● **BUT DE L'EXERCICE**
Reproduisez à l'identique le passage de l'extrait présenté qui va de « Cependant, l’impact est » à « deux autres activités. ».

Pour nous, il s'est agi d'anticiper la naissance :  de "décontaminer" toutes les surfaces de l'appartement, vérifier l’organisation avec la maternité, espacer les visites chez l’obstétricien et y aller seule... 

Ce qui a été lourd à vivre, plus que l'organisation quotidienne, c’est l'atmosphère. Nous n'avons pas réellement profité de nos dernières semaines à deux. Il était impossible d’ignorer le COVID – les dernières nouvelles de France, l'évolution de la situation à Jakarta, la crainte que le père ne puisse assister à l'accouchement… Même en s'efforçant de prendre de la distance, tout est devenu très pragmatique, très tourné vers la gestion de la situation sanitaire, et non vers le fait de savourer le moment. 

Le vivez-vous comme une chance ou une contrainte ?

Avant la naissance, il y a eu paradoxalement un effet de "libération". Pas le droit de bouger ? tant mieux, nous sommes obligés de nous livrer à nos occupations favorites : lire ou rester sur l'ordi toute la journée sans avoir à trouver d'excuses pour remettre le reste au lendemain !

C’est différent depuis la naissance de notre enfant. Tout vaccin ou visite chez le pédiatre devient une mission au cours de laquelle il faut veiller à limiter les risques d’exposition. Si besoin de consulter un spécialiste, on doit s’en passer ou faire en ligne, ce qui est moins efficace. Sortir se promener devient un moment encadré, au cours duquel la prudence est de mise. Là encore, la situation sanitaire prend le pas sur le fait de vivre pleinement nos premiers moments à trois.

Cependant, l’impact est plus limité pour nous que pour les familles avec des enfants plus âgés. Les premières semaines avec un nouveau-né sont souvent très confinées. Et puis… il faut avouer que cela nous offre un bon prétexte pour rester tranquilles tous les trois ! 

Qu'est-ce que vous préférez et qu'est-ce qui est le plus difficile pour vous dans cette situation ?

 Le mieux, c’est le fait d’être "contraints" d’avoir tout notre temps pour nous. Et le fait que tout le monde, famille et amis, en France ou dans d’autres pays, soit également confinés : nous n'avons jamais pris autant le temps de nous appeler. Le décalage horaire n'est plus un problème puisque chacun organise sa journée. C'est une utilisation sereine des réseaux sociaux, à rebours de nos habituels messages tapés en quelques secondes entre deux autres activités.

Le moins bien, c’est le fait que toute visite médicale, fréquente après une naissance, devienne une "situation à risque". Nous regrettons aussi l’impact sur les activités d’éveil de l’enfant : les balades dans les parcs, les pique-niques, le fait de croiser des gens, de s’habituer à un monde animé et divers. Notre bébé va croire que le monde se limite à deux personnes et un appartement. Être privé d’animation, c’est un comble quand on naît à Jakarta ! 

Comment s’est passée la naissance dans ces circonstances particulières ?

● **DONNÉES FOURNIES**
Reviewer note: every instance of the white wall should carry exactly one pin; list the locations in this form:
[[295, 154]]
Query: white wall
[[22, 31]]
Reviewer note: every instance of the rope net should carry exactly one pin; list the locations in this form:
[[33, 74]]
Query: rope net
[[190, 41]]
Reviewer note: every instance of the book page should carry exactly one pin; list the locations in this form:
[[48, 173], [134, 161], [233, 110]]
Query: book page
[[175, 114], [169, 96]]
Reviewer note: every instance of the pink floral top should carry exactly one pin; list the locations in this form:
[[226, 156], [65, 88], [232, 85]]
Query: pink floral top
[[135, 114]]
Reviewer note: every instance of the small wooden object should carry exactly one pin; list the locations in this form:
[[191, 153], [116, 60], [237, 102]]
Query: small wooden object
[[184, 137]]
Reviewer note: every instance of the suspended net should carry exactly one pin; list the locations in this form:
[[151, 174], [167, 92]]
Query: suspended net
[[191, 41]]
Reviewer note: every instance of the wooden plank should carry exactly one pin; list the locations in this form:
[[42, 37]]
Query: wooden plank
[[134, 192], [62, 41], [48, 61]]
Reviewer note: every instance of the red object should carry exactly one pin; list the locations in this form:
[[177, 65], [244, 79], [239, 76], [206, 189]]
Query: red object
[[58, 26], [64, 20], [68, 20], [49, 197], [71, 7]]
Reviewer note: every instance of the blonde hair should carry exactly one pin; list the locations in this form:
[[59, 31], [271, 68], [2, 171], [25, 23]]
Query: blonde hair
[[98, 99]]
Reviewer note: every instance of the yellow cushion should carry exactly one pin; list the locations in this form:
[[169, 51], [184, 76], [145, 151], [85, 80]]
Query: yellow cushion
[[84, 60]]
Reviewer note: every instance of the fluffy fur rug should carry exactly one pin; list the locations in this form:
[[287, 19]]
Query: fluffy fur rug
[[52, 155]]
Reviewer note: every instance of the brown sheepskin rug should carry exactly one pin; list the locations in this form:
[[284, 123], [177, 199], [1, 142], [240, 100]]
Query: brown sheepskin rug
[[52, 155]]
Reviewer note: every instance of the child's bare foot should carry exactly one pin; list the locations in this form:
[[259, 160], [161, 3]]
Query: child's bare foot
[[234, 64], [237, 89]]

● **RÉPONSE ATTENDUE**
Cependant, l’impact est plus limité pour nous que pour les familles avec des enfants plus âgés. Les premières semaines avec un nouveau-né sont souvent très confinées. Et puis… il faut avouer que cela nous offre un bon prétexte pour rester tranquilles tous les trois ! 

Qu'est-ce que vous préférez et qu'est-ce qui est le plus difficile pour vous dans cette situation ?

 Le mieux, c’est le fait d’être "contraints" d’avoir tout notre temps pour nous. Et le fait que tout le monde, famille et amis, en France ou dans d’autres pays, soit également confinés : nous n'avons jamais pris autant le temps de nous appeler. Le décalage horaire n'est plus un problème puisque chacun organise sa journée. C'est une utilisation sereine des réseaux sociaux, à rebours de nos habituels messages tapés en quelques secondes entre deux autres activités.